TEXTO PROPORCIONADO:
-*-
La pandemia por Covid-19 que vivimos desde inicios del 2020 ha implicado una serie de desafíos tanto para el Estado como para la sociedad y las propias personas.
Enfrentar cuarentenas prolongadas, los cambios en la rutina escolar de niños, niñas, adolescentes y universitarios, reorganizar las rutinas laborales para ahora teletrabajar y el hecho de tener que convivir con la incertidumbre que provoca una enfermedad desconocida son hechos que afectaron nuestra cotidianeidad y que pusieron en el tapete a la salud mental.
Si bien la salud mental siempre ha estado presente, nunca se había abordado desde una perspectiva que no considerara el diagnóstico. Es decir, estamos acostumbrados a que los problemas asociados a la salud mental son enfermedades como la depresión, la esquizofrenia, el trastorno bipolar, la crisis de pánico, por mencionar algunas. Y estas son todas patologías que tienen un diagnóstico, las personas consultan a un profesional y éste les da una serie de herramientas (desde manejo emocional hasta medicamentos) para hacer frente a esta condición.
Sin embargo, el Covid-19 y las medidas implementadas para controlarlo provocaron en las personas una serie de síntomas, muchas veces aislados, que hicieron que la salud mental se viera afectada. Así, personas que nunca han consultado a un profesional experimentaron insomnio, estrés, angustia, dificultad para controlar sus emociones, cansancio extremo, entre otros. La presencia de estos síntomas las llevó a percibir su salud mental de peor manera y a tener un menor nivel de bienestar.
La Organización Mundial de la Salud define salud mental como “un estado de bienestar en el que el individuo se da cuenta de sus propias capacidades, puede hacer frente a las tensiones normales de vida, puede trabajar productiva y fructíferamente y es capaz de hacer una contribución a su comunidad”.
La definición incorpora el concepto de bienestar que tiene dimensiones objetivas y subjetivas y, es en este punto, donde la cultura juega un rol fundamental. Garantizar el acceso a la cultura, no solo a manifestaciones artísticas como pudiera ser ir al teatro, al cine o a un museo, es fundamental para que las personas puedan encontrar espacios de recreación que les generen sensaciones placenteras, de bienestar.
El que las personas, por ejemplo, puedan recorrer el Parque Isidora Cousiño en Lota, Región del Biobío, y conocer especies vegetales que fueron traídas a Chile hace cientos de años y además la historia asociada al lugar y a la familia Cousiño es de vital importancia para que los lotinos se identifiquen y se reconozcan como tales. Que los niños y niñas de Tierra Amarilla, Región de Atacama, puedan identificar sus tradiciones y hacerlas propias, permite que éstas no se pierdan y que los niños y niñas se sientan parte de una historia particular y única. Genera sentido de pertenencia.
-*-
TAREAS:
1. Según el texto sobre salud mental, ¿en qué ciudad se encuentra el Parque Isidora Cousiño?
2. Transcribe del texto sobre salud mental todo lo que va desde "La pandemia por" hasta "la salud mental.".
-*-
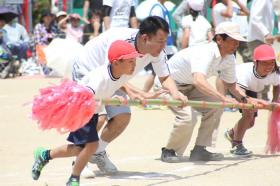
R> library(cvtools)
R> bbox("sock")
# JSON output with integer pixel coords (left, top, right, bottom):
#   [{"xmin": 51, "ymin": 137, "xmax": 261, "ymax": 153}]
[
  {"xmin": 232, "ymin": 140, "xmax": 242, "ymax": 147},
  {"xmin": 42, "ymin": 150, "xmax": 52, "ymax": 161},
  {"xmin": 229, "ymin": 128, "xmax": 234, "ymax": 139},
  {"xmin": 193, "ymin": 145, "xmax": 206, "ymax": 150},
  {"xmin": 69, "ymin": 174, "xmax": 80, "ymax": 182},
  {"xmin": 95, "ymin": 138, "xmax": 109, "ymax": 154}
]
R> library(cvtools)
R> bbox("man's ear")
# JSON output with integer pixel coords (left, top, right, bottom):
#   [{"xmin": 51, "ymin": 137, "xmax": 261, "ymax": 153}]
[
  {"xmin": 216, "ymin": 35, "xmax": 223, "ymax": 45},
  {"xmin": 141, "ymin": 34, "xmax": 149, "ymax": 42}
]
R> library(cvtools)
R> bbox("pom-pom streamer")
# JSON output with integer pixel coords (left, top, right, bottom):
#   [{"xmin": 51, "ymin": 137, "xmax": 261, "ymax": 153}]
[{"xmin": 32, "ymin": 80, "xmax": 95, "ymax": 133}]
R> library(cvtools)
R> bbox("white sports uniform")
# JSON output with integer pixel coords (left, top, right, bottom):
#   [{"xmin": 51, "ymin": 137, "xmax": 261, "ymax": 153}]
[
  {"xmin": 168, "ymin": 42, "xmax": 236, "ymax": 84},
  {"xmin": 236, "ymin": 63, "xmax": 280, "ymax": 92},
  {"xmin": 73, "ymin": 28, "xmax": 169, "ymax": 118}
]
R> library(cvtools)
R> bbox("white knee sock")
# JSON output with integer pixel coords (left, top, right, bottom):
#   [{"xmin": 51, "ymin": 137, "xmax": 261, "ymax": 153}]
[{"xmin": 95, "ymin": 138, "xmax": 109, "ymax": 154}]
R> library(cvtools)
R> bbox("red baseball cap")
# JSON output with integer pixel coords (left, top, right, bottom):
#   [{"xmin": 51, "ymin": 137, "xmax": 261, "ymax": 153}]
[
  {"xmin": 254, "ymin": 44, "xmax": 276, "ymax": 61},
  {"xmin": 108, "ymin": 40, "xmax": 142, "ymax": 63}
]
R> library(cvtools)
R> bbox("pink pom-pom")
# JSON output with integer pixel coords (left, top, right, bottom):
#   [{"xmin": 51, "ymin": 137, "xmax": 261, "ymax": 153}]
[
  {"xmin": 32, "ymin": 80, "xmax": 95, "ymax": 133},
  {"xmin": 266, "ymin": 101, "xmax": 280, "ymax": 154}
]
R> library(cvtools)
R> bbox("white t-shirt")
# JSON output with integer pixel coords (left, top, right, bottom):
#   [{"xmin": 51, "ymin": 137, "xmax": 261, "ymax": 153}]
[
  {"xmin": 73, "ymin": 28, "xmax": 169, "ymax": 80},
  {"xmin": 182, "ymin": 15, "xmax": 211, "ymax": 46},
  {"xmin": 213, "ymin": 2, "xmax": 240, "ymax": 26},
  {"xmin": 168, "ymin": 42, "xmax": 236, "ymax": 84},
  {"xmin": 80, "ymin": 64, "xmax": 125, "ymax": 99},
  {"xmin": 232, "ymin": 0, "xmax": 249, "ymax": 37},
  {"xmin": 103, "ymin": 0, "xmax": 135, "ymax": 27},
  {"xmin": 248, "ymin": 0, "xmax": 274, "ymax": 42},
  {"xmin": 236, "ymin": 62, "xmax": 280, "ymax": 92}
]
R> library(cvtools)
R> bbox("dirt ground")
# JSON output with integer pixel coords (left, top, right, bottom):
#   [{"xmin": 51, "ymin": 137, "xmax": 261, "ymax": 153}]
[{"xmin": 0, "ymin": 71, "xmax": 280, "ymax": 186}]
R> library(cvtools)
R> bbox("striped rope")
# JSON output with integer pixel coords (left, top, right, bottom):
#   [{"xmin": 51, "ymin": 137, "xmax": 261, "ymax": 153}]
[{"xmin": 101, "ymin": 98, "xmax": 280, "ymax": 111}]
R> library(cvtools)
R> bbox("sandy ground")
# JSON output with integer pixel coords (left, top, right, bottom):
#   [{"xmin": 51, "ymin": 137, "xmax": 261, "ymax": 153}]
[{"xmin": 0, "ymin": 71, "xmax": 280, "ymax": 186}]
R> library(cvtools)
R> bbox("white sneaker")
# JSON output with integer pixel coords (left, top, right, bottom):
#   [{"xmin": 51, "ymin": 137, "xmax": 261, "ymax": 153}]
[
  {"xmin": 89, "ymin": 151, "xmax": 118, "ymax": 174},
  {"xmin": 81, "ymin": 163, "xmax": 95, "ymax": 178}
]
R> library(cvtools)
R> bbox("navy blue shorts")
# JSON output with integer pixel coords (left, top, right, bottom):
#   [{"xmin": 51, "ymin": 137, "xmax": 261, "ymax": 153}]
[
  {"xmin": 67, "ymin": 114, "xmax": 99, "ymax": 147},
  {"xmin": 239, "ymin": 90, "xmax": 258, "ymax": 117}
]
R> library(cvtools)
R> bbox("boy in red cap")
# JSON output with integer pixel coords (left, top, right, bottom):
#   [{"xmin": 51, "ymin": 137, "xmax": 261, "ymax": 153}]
[
  {"xmin": 225, "ymin": 44, "xmax": 280, "ymax": 157},
  {"xmin": 32, "ymin": 40, "xmax": 141, "ymax": 186}
]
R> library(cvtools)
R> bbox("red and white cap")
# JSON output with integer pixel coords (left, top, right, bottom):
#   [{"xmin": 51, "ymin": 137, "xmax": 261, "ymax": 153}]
[
  {"xmin": 108, "ymin": 40, "xmax": 143, "ymax": 63},
  {"xmin": 254, "ymin": 44, "xmax": 276, "ymax": 61}
]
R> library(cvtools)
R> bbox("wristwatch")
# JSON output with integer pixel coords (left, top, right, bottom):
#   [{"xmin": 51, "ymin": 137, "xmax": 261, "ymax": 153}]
[{"xmin": 240, "ymin": 96, "xmax": 248, "ymax": 103}]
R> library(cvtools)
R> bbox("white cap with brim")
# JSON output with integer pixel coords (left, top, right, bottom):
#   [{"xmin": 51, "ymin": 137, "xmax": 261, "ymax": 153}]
[
  {"xmin": 215, "ymin": 21, "xmax": 247, "ymax": 41},
  {"xmin": 187, "ymin": 0, "xmax": 204, "ymax": 11}
]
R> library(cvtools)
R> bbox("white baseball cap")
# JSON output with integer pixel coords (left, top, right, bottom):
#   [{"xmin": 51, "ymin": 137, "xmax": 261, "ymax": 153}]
[
  {"xmin": 188, "ymin": 0, "xmax": 204, "ymax": 11},
  {"xmin": 215, "ymin": 21, "xmax": 247, "ymax": 41},
  {"xmin": 55, "ymin": 11, "xmax": 67, "ymax": 17}
]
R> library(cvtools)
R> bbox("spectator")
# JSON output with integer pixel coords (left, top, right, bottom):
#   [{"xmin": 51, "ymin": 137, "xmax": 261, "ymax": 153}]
[
  {"xmin": 83, "ymin": 0, "xmax": 103, "ymax": 24},
  {"xmin": 63, "ymin": 14, "xmax": 84, "ymax": 43},
  {"xmin": 248, "ymin": 0, "xmax": 274, "ymax": 100},
  {"xmin": 4, "ymin": 19, "xmax": 29, "ymax": 61},
  {"xmin": 83, "ymin": 10, "xmax": 102, "ymax": 44},
  {"xmin": 103, "ymin": 0, "xmax": 138, "ymax": 30},
  {"xmin": 179, "ymin": 0, "xmax": 213, "ymax": 48},
  {"xmin": 34, "ymin": 10, "xmax": 57, "ymax": 45},
  {"xmin": 56, "ymin": 11, "xmax": 67, "ymax": 39},
  {"xmin": 212, "ymin": 0, "xmax": 249, "ymax": 27}
]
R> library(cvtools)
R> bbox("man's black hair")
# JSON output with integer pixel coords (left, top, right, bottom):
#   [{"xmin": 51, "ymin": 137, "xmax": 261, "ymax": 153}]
[
  {"xmin": 213, "ymin": 34, "xmax": 229, "ymax": 42},
  {"xmin": 139, "ymin": 16, "xmax": 169, "ymax": 35}
]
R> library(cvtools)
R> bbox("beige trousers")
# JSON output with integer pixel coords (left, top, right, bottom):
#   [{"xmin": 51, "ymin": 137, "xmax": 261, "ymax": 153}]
[{"xmin": 166, "ymin": 85, "xmax": 223, "ymax": 155}]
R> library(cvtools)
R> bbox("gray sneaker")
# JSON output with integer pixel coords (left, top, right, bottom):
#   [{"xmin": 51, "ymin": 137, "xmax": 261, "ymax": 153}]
[
  {"xmin": 160, "ymin": 147, "xmax": 181, "ymax": 163},
  {"xmin": 224, "ymin": 129, "xmax": 233, "ymax": 144},
  {"xmin": 230, "ymin": 143, "xmax": 253, "ymax": 157},
  {"xmin": 89, "ymin": 151, "xmax": 118, "ymax": 174}
]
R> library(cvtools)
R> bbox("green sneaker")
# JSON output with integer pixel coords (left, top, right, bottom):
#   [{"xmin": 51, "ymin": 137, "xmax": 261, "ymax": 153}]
[
  {"xmin": 230, "ymin": 143, "xmax": 253, "ymax": 158},
  {"xmin": 32, "ymin": 147, "xmax": 49, "ymax": 180},
  {"xmin": 224, "ymin": 130, "xmax": 233, "ymax": 144},
  {"xmin": 66, "ymin": 178, "xmax": 80, "ymax": 186}
]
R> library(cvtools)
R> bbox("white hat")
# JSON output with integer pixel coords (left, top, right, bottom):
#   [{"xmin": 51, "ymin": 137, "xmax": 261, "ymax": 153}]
[
  {"xmin": 55, "ymin": 11, "xmax": 67, "ymax": 17},
  {"xmin": 188, "ymin": 0, "xmax": 204, "ymax": 11},
  {"xmin": 215, "ymin": 21, "xmax": 247, "ymax": 41}
]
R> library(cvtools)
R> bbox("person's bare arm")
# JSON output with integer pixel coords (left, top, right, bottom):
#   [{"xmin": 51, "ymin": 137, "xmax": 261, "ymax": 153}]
[
  {"xmin": 181, "ymin": 27, "xmax": 190, "ymax": 49},
  {"xmin": 129, "ymin": 6, "xmax": 138, "ymax": 28},
  {"xmin": 83, "ymin": 0, "xmax": 89, "ymax": 20},
  {"xmin": 234, "ymin": 0, "xmax": 250, "ymax": 16},
  {"xmin": 272, "ymin": 85, "xmax": 280, "ymax": 102},
  {"xmin": 222, "ymin": 0, "xmax": 233, "ymax": 18},
  {"xmin": 103, "ymin": 5, "xmax": 112, "ymax": 30},
  {"xmin": 192, "ymin": 72, "xmax": 228, "ymax": 102}
]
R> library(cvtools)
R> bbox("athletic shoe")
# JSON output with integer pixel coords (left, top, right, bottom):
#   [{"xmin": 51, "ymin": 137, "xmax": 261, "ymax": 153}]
[
  {"xmin": 190, "ymin": 146, "xmax": 224, "ymax": 161},
  {"xmin": 160, "ymin": 148, "xmax": 181, "ymax": 163},
  {"xmin": 32, "ymin": 147, "xmax": 49, "ymax": 180},
  {"xmin": 230, "ymin": 143, "xmax": 253, "ymax": 157},
  {"xmin": 89, "ymin": 151, "xmax": 118, "ymax": 174},
  {"xmin": 224, "ymin": 129, "xmax": 233, "ymax": 145},
  {"xmin": 66, "ymin": 177, "xmax": 80, "ymax": 186}
]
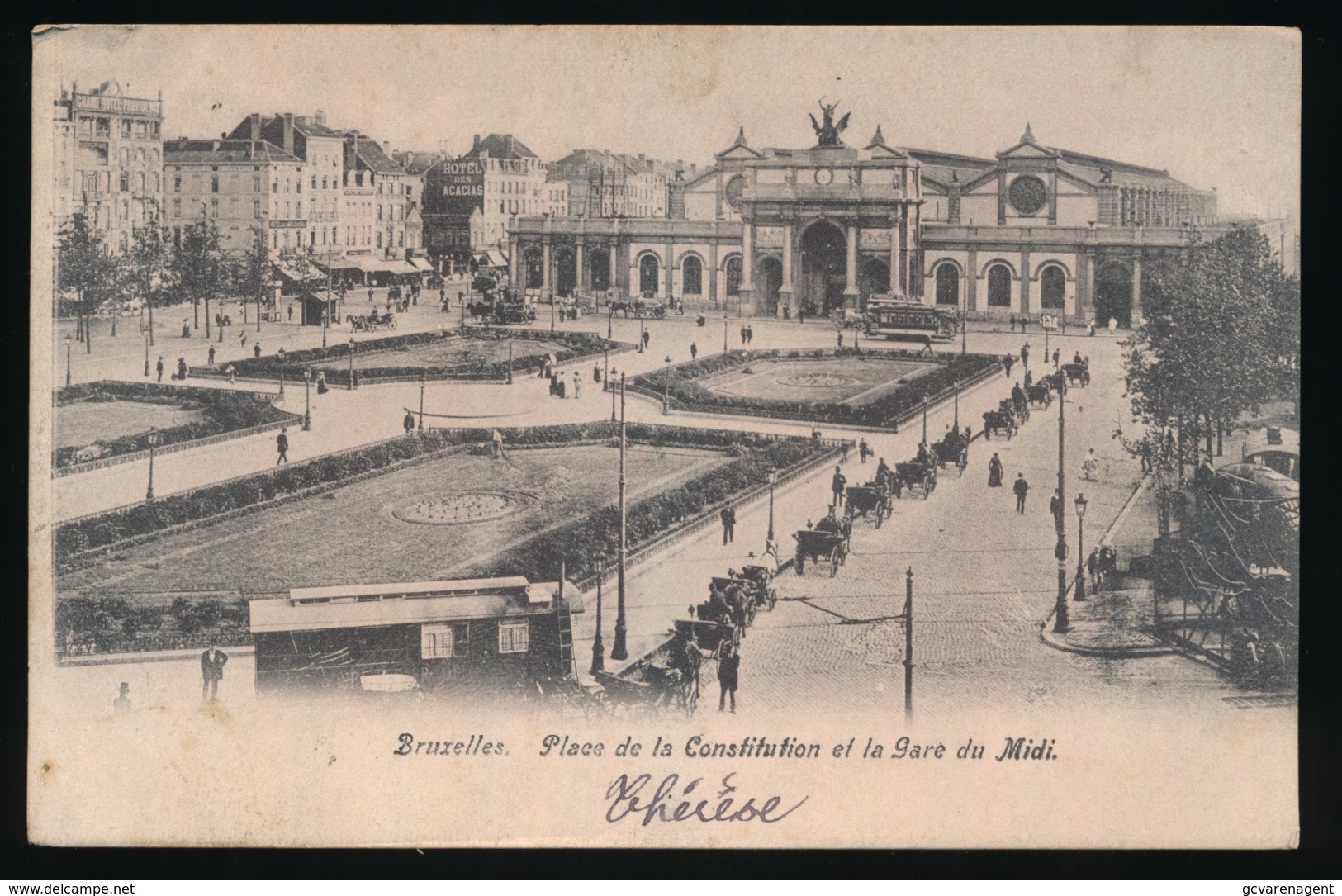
-*-
RESPUESTAS POR ÍTEM:
1. En Lota, Región del Biobío.

2.
La pandemia por Covid-19 que vivimos desde inicios del 2020 ha implicado una serie de desafíos tanto para el Estado como para la sociedad y las propias personas.
Enfrentar cuarentenas prolongadas, los cambios en la rutina escolar de niños, niñas, adolescentes y universitarios, reorganizar las rutinas laborales para ahora teletrabajar y el hecho de tener que convivir con la incertidumbre que provoca una enfermedad desconocida son hechos que afectaron nuestra cotidianeidad y que pusieron en el tapete a la salud mental.